- **DATASET RECORDS**
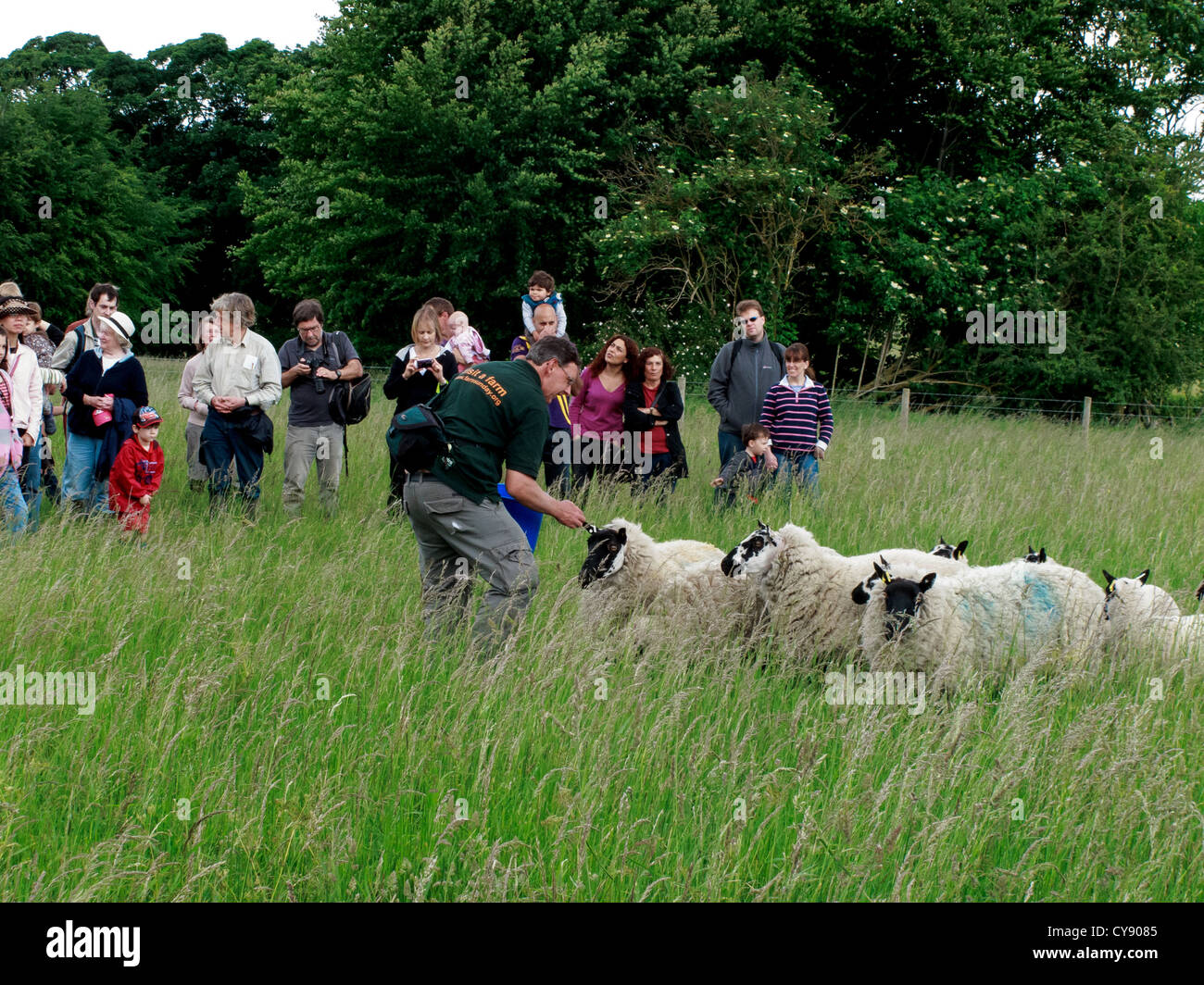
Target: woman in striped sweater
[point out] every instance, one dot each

--

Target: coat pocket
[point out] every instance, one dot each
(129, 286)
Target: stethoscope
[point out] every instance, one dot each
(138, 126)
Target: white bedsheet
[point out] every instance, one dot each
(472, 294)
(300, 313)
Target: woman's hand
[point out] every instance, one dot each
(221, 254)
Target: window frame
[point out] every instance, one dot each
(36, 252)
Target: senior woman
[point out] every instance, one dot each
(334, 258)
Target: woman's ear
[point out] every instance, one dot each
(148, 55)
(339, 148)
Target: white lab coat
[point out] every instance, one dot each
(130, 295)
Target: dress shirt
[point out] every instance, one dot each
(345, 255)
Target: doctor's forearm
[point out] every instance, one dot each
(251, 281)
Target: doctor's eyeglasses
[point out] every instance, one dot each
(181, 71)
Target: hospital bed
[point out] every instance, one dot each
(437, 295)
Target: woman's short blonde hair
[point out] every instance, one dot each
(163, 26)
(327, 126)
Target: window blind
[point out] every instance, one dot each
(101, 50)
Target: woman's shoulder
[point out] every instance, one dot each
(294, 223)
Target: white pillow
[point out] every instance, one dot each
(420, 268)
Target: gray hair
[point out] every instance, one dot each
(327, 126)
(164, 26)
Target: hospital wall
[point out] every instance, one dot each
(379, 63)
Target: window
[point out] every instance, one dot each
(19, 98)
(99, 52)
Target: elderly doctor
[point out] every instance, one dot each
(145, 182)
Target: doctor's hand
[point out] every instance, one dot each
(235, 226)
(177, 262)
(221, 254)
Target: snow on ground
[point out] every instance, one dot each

- **ABOUT THIS EXERCISE**
Lines of the listing above that include the string "coat" should each be copied.

- **COMPLETED EXERCISE**
Target: coat pocket
Target: white lab coat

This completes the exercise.